- [Work instruction]: From the line that includes "Target: towel hook" down to the final line of the data below, copy every line exactly and leave the rest out.

Records drawn from a dataset

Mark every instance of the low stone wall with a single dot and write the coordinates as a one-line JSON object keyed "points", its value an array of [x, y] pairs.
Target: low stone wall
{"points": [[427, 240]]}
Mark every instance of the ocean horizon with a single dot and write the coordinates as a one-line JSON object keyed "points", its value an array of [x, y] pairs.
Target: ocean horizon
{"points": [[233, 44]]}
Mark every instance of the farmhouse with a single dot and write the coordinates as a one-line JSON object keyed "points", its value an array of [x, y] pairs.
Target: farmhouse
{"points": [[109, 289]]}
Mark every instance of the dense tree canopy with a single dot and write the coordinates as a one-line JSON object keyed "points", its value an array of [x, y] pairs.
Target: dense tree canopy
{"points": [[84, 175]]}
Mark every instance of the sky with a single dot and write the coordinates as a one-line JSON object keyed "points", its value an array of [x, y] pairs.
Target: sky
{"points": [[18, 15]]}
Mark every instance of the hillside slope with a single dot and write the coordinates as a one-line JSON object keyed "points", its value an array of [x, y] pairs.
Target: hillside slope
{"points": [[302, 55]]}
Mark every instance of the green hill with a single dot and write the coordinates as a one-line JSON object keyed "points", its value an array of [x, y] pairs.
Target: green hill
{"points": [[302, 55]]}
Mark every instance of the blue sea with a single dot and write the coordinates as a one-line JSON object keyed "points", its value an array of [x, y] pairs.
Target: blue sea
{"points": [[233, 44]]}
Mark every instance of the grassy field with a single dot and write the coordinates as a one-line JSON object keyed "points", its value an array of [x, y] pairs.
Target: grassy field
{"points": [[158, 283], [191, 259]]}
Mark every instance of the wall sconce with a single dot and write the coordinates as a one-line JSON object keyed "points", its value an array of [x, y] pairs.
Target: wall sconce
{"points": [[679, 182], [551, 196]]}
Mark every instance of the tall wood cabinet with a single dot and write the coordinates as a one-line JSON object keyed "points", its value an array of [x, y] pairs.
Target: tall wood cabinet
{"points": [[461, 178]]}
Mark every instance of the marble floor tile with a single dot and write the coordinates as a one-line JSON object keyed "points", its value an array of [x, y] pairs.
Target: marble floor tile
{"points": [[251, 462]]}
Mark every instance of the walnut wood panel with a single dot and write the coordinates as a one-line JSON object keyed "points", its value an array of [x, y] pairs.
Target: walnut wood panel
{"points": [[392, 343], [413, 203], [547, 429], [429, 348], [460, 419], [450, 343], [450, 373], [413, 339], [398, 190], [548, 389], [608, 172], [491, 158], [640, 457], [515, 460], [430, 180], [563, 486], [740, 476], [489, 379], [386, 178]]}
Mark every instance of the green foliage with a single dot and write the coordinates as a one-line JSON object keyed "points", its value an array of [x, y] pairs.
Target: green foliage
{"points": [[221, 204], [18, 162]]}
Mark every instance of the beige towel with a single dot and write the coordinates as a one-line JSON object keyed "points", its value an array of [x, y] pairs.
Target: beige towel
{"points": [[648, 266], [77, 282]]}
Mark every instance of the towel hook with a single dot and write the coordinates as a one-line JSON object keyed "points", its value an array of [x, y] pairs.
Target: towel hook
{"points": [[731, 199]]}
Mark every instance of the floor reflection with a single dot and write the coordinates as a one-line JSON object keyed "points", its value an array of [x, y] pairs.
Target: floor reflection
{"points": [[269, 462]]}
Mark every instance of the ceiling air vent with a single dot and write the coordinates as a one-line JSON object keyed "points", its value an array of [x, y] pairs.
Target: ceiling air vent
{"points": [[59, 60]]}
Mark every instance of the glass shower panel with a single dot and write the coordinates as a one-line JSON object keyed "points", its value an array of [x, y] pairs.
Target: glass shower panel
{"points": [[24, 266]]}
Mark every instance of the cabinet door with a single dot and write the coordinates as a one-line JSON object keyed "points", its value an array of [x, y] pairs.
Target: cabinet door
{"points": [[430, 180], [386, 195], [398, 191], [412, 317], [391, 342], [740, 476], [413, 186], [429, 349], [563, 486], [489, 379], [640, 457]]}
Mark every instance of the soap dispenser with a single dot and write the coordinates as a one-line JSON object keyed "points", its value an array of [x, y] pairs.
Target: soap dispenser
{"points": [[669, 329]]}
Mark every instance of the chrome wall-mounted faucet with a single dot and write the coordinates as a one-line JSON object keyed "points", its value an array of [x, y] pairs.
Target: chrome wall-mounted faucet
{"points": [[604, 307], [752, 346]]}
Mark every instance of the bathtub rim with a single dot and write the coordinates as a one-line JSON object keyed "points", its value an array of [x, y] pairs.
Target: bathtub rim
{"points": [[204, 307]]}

- [Expected answer]:
Target: towel hook
{"points": [[731, 199]]}
Mark every instance of the floor reflection with a single dot and write the coordinates as a one-line JSON object keyed "points", its value an array of [x, y] pairs.
Target: floor reflection
{"points": [[269, 462]]}
Mark every instance of the ceiling air vent with a single dot and write the coordinates as a one-line JSON object keyed "points", its value an array of [x, y] pairs.
Target: ceiling air vent
{"points": [[59, 60]]}
Mark every instance of the glass shower panel with a single dot and write the coordinates as a one-line JSON object keyed "points", its value an array of [x, y] pairs.
Target: glass shower panel
{"points": [[24, 266]]}
Mark every instance of the cabinet door with a single dot and write the coordinates as a one-line JSON object keyed "points", its value an array of [x, y] pairs.
Target: cabinet door
{"points": [[430, 180], [386, 195], [398, 191], [412, 317], [391, 342], [740, 476], [413, 186], [429, 349], [563, 486], [489, 379], [640, 457]]}
Mark every instance of the soap dispenser with a single dot and write the coordinates as a one-line JSON object keyed "points", its value an array of [x, y] pairs.
Target: soap dispenser
{"points": [[669, 329]]}
Mark every instance of the chrome wall-mounted faucet with a single dot and write the coordinates as a one-line JSON object keyed "points", its value an array of [x, y] pairs.
Target: chrome wall-mounted faucet
{"points": [[604, 307], [752, 346]]}
Mark every instance of the bathtub rim with a single dot and write the coordinates as a one-line JSON object keyed "points", its value an array of [x, y] pairs.
Target: bathtub rim
{"points": [[204, 307]]}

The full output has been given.